▶ REQUIRED WORK
Rewrite the records from the line containing "Could you please outline every instance of the small" through the line containing "Please outline every instance of the small insect.", putting "tiny insect" in place of "small insect" and leaving everything else unchanged. Give only those lines.

▶ RECORDS TO PROCESS
Start

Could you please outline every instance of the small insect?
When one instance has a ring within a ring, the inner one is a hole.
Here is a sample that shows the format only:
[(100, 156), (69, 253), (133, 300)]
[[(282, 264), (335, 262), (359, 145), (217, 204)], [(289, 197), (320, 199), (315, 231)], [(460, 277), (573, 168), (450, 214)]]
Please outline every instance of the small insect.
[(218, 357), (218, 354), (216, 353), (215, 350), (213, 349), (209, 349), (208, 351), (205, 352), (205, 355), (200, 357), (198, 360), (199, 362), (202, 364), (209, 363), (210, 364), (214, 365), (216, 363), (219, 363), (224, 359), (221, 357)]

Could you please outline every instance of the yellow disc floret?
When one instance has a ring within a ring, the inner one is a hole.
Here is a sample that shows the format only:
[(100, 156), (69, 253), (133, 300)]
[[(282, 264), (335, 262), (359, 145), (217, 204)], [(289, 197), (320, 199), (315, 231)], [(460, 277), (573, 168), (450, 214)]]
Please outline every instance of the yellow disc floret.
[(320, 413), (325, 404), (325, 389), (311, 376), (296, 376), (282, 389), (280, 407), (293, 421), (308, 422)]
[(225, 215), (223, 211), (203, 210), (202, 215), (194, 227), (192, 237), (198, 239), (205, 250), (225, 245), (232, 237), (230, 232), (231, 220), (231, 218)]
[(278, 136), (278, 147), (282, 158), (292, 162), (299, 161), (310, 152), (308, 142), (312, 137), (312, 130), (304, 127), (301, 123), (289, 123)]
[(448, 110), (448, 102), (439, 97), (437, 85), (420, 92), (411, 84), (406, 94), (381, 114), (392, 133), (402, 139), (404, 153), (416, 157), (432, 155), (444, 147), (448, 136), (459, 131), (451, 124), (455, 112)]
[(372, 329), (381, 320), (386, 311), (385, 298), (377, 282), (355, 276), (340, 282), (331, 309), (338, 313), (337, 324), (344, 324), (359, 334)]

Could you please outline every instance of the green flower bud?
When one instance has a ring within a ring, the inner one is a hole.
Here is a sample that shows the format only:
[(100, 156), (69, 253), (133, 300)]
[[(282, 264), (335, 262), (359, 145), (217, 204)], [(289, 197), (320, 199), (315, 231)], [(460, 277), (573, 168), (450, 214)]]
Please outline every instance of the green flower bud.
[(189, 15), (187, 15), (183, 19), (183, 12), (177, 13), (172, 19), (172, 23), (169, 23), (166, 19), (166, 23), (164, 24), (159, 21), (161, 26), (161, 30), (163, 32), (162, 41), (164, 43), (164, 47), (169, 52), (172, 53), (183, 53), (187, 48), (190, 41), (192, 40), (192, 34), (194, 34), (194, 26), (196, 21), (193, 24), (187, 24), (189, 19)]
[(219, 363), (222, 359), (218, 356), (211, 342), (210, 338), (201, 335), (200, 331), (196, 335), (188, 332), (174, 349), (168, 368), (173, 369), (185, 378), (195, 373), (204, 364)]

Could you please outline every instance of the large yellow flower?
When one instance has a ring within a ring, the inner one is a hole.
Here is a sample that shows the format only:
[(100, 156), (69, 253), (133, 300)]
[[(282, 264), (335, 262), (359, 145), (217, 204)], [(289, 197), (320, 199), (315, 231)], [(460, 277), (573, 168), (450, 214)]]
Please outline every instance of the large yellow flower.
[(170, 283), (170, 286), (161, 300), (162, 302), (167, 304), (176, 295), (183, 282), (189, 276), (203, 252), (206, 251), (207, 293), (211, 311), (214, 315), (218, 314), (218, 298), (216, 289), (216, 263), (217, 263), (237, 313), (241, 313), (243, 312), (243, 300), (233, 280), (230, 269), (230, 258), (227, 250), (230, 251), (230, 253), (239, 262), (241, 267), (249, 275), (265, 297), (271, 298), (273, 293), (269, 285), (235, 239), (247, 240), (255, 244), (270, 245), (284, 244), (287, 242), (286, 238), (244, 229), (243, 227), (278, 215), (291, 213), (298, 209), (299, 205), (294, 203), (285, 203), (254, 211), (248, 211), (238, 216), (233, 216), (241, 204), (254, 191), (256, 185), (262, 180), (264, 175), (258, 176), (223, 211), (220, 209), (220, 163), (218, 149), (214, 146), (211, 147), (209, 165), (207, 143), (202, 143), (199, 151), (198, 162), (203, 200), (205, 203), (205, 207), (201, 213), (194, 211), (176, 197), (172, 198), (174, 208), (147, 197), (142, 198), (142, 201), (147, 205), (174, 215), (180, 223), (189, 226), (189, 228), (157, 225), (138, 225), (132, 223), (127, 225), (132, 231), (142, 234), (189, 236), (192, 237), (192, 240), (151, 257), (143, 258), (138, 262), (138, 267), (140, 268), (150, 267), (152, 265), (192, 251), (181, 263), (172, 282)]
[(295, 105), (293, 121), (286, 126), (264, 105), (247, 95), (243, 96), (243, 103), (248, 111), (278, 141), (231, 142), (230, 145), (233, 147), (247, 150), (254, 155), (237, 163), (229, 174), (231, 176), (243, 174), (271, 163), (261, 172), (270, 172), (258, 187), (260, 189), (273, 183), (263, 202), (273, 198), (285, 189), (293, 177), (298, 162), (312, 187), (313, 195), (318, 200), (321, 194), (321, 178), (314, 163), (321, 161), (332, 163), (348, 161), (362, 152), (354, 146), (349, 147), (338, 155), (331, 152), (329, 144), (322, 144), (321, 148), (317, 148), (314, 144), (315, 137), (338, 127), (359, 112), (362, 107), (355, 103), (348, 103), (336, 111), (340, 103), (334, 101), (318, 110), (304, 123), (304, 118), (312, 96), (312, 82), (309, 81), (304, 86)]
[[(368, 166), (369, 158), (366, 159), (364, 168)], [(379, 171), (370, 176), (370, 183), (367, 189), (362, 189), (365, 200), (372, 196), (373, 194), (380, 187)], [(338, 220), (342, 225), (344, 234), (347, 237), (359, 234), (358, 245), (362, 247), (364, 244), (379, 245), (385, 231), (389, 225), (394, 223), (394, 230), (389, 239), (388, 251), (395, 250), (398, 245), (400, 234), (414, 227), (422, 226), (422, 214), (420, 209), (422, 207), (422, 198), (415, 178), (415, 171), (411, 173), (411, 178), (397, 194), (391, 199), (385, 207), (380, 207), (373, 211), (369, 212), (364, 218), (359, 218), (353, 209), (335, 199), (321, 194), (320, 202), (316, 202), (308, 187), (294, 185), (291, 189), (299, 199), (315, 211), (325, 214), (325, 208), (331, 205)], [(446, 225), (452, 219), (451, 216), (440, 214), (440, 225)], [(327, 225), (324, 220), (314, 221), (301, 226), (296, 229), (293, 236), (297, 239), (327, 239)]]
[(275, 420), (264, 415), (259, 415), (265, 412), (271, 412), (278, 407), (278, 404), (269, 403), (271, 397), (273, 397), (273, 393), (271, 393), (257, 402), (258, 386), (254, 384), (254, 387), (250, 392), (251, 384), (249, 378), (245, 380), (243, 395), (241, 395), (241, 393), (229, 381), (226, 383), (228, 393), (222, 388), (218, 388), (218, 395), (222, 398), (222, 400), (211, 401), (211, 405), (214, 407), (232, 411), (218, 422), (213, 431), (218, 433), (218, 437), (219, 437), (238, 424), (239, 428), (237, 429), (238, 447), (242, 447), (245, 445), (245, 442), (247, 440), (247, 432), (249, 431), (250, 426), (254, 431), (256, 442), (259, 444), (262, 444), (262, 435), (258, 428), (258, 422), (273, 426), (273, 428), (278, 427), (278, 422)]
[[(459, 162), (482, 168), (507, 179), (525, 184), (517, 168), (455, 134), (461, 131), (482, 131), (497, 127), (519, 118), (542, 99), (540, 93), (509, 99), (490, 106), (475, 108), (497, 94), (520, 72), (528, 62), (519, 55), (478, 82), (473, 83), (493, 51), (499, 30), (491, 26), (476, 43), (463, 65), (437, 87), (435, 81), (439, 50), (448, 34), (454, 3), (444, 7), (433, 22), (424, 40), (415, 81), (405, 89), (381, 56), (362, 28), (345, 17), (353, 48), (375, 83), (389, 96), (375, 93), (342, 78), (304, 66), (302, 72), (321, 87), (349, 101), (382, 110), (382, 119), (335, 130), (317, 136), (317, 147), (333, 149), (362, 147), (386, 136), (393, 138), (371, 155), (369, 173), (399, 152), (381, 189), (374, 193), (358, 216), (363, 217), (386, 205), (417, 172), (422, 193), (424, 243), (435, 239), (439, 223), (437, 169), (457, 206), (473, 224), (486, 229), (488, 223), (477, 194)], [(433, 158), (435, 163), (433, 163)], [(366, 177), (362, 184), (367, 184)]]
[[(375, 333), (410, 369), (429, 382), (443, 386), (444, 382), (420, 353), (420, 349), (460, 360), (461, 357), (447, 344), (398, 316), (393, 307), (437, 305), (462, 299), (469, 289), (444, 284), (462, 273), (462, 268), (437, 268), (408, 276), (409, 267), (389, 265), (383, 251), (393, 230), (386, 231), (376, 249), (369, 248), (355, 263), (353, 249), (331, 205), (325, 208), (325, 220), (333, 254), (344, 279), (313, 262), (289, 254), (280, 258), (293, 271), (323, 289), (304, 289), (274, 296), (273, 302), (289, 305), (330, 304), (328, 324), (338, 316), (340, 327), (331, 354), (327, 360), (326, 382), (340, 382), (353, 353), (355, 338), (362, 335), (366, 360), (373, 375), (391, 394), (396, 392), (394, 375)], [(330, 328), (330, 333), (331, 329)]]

End
Start

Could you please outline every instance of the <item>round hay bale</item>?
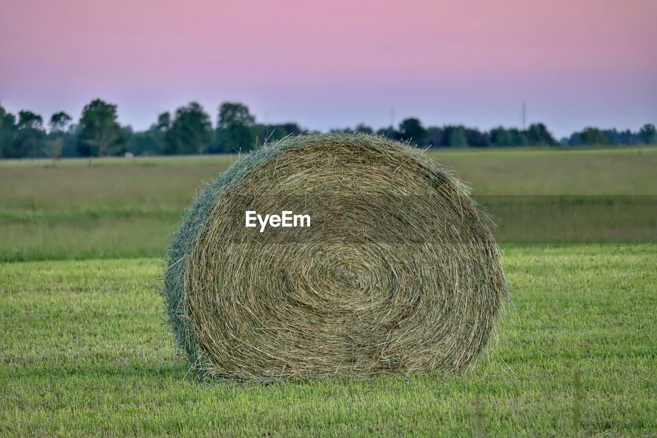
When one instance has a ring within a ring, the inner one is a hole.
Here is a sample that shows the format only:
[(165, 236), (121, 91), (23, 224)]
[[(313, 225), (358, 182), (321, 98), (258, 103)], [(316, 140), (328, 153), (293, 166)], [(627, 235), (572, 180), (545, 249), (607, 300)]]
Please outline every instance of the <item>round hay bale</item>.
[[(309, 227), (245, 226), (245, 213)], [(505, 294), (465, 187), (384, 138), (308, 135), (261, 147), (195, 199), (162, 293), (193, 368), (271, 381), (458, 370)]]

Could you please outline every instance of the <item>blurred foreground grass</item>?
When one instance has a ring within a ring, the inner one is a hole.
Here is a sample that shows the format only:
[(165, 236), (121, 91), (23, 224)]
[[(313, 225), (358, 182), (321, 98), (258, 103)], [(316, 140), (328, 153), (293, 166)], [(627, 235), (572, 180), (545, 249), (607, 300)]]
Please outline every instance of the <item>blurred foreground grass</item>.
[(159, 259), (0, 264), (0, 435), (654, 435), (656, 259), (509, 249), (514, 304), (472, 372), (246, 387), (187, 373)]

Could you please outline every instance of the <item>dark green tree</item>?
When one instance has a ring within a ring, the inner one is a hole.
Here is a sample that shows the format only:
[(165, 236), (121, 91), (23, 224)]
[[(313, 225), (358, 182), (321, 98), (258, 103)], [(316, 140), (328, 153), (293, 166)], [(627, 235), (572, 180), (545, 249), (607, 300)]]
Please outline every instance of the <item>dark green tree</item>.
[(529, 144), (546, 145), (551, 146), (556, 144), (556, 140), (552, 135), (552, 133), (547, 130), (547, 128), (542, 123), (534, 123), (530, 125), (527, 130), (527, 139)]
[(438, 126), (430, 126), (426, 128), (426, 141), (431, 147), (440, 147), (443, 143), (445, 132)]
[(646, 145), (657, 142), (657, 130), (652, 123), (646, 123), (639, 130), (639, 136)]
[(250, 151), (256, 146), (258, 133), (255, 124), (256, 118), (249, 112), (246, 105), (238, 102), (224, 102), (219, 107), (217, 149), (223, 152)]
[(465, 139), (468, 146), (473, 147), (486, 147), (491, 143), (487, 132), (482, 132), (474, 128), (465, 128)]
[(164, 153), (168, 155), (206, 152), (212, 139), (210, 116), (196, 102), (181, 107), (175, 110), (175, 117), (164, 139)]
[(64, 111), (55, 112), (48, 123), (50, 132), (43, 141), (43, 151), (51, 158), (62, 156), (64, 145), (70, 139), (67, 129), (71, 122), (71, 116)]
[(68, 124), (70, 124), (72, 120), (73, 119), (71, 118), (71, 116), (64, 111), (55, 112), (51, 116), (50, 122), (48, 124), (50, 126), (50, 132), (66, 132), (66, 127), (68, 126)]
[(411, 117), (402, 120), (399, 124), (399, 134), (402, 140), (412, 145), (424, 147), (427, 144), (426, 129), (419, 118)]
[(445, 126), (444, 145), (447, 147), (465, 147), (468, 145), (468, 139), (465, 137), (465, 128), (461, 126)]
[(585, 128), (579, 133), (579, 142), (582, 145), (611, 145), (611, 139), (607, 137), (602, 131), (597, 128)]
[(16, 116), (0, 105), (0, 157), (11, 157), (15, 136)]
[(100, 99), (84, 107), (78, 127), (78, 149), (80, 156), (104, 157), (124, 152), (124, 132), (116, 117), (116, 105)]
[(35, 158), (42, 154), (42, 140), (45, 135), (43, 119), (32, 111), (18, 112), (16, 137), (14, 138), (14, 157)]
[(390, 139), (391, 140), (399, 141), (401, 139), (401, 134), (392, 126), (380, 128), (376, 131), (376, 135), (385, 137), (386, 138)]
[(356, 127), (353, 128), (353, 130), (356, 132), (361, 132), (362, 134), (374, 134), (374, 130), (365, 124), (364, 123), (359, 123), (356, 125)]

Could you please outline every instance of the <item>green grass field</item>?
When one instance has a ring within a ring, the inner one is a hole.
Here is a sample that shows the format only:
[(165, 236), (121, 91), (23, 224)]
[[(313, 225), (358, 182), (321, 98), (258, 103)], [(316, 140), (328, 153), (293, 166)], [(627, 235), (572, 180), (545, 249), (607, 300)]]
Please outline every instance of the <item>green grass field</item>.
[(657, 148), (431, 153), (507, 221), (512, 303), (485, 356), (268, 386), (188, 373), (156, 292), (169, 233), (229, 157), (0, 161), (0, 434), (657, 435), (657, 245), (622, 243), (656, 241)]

End

▶ ANSWER TO THE TASK
Could you please outline every instance of the tiny insect?
When one instance has a ring within a ring, the inner one is a hole.
Here is a sample that shows the format only:
[(100, 156), (69, 253), (133, 300)]
[[(282, 264), (335, 262), (359, 145), (217, 204)], [(289, 197), (320, 199), (315, 231)], [(460, 277), (573, 168), (450, 214)]]
Please outline every instance of the tiny insect.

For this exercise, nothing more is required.